*** EXCERPTED PASSAGE ***
Monday, April 12, 2010

The Myth Of Magnet Morality

“You think of morality as being a really high-level behavior,”...“To be able to apply (a magnetic field) to a specific brain region and change people’s moral judgments is really astonishing.”
~ Dr. Liane Young MIT

First, it is beyond me what lengths the critic of absolute morality and moral values will go to in trying to assert that man can be moral without God. Although that is another issue there is a relationship between that and what I discuss in this article.

Recently there was additional ongoing research about discovering the "role of emotion in moral judgement" seeking to find out if individual moral judgements can be altered by manipulating certain parts of the brain believed responsible for morally deciphering and judging the moral actions of others. The question was can those judgements and ultimately perceptions of morality, be altered by manipulation or causing the brain to function abnormally?

The problem is however, that many (such as atheist and Moral Nihilist [who considers himself to be neither],Walter Sinnott-Armstrong, professor of philosophy at Duke University) interpret the study as research on how morality itself comes to be and suggests that the understanding of how one judges or interprets the morality of others is the same set of functioning and or reasoning whereby we construct and conduct moral actions or develop moral values.

To be clear, there is a big difference between understanding the existence of moral values and understanding how one interprets moral actions and values. Mainstream media and radicals such as Armstrong, have managed to blur the lines (when it's convenient) lumping the two together as if the existence of moral values and the interpretation of moral values and actions are one in the same.  What we will discover is that this is a false assumption, one based more on philosophy rather than science. 


Rebecca Saxe, MIT assistant professor of brain and cognitive sciences set forth the theory more than 10 years ago that a brain region known as the right temporo-parietal junction (TPJ) is highly active when we think about other people’s intentions, thoughts and beliefs.

According to MIT News researchers disrupted activity in the right TPJ by inducing a current in the brain using a magnetic field applied to the scalp.

Brief Summary Conclusion:

Researchers found that when these magnets and magnetic fields were applied, the subjects’ ability to make moral judgments that require an understanding of other people’s intentions — for example, a failed murder attempt — was impaired.

As we can see the study said nothing about where moral judgements came from. Only how certain actions were interpreted. Neither did the study infer that moral judgements or that morality was a product of the brain or brain functioning. Simply that when brain functions were manipulated discernment of intents was impaired.

Note On The Discovery:

Certainly much money could have been saved. We already know that substances, like alcohol and cocaine, LSD and other chemicals do the same thing? under the influence, aren't moral judgements impaired? How many pregnancies, deaths,  crimes and other incidences have occurred that would not normally have occurred if it hadn't have been for manipulated or impaired cognitive function? So the major discovery in this experiment seems to be that a strong enough magnet, placed at the right (or wrong place) can also impair discernment and moral judgements.

Under any other circumstance, when a person is impaired or driving while drunk do we claim it to be a great discovery when because of their impairment, they act in a manner inconsistent with how they normally would? Does that make front page news of scientific journals?
*** MATERIAL SUPPLIED ***
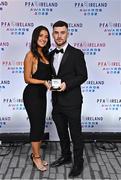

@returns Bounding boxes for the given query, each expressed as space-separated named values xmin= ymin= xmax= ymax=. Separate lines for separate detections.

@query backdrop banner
xmin=0 ymin=0 xmax=121 ymax=141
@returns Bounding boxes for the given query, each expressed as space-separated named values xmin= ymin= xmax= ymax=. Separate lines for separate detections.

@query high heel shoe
xmin=30 ymin=153 xmax=48 ymax=172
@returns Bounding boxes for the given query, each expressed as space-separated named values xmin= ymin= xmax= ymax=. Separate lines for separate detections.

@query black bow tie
xmin=55 ymin=49 xmax=64 ymax=54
***
▶ REQUIREMENT A
In the blog post, which brain region did Rebecca Saxe theorize is highly active when we think about other people's intentions, thoughts and beliefs?
▶ REQUIREMENT B
Repeat the blog post from "Recently there was additional" up to and including "to function abnormally?".
Answer using only the blog post.

▶ WRITTEN ANSWER A
The right temporo-parietal junction (TPJ).

▶ WRITTEN ANSWER B
Recently there was additional ongoing research about discovering the "role of emotion in moral judgement" seeking to find out if individual moral judgements can be altered by manipulating certain parts of the brain believed responsible for morally deciphering and judging the moral actions of others. The question was can those judgements and ultimately perceptions of morality, be altered by manipulation or causing the brain to function abnormally?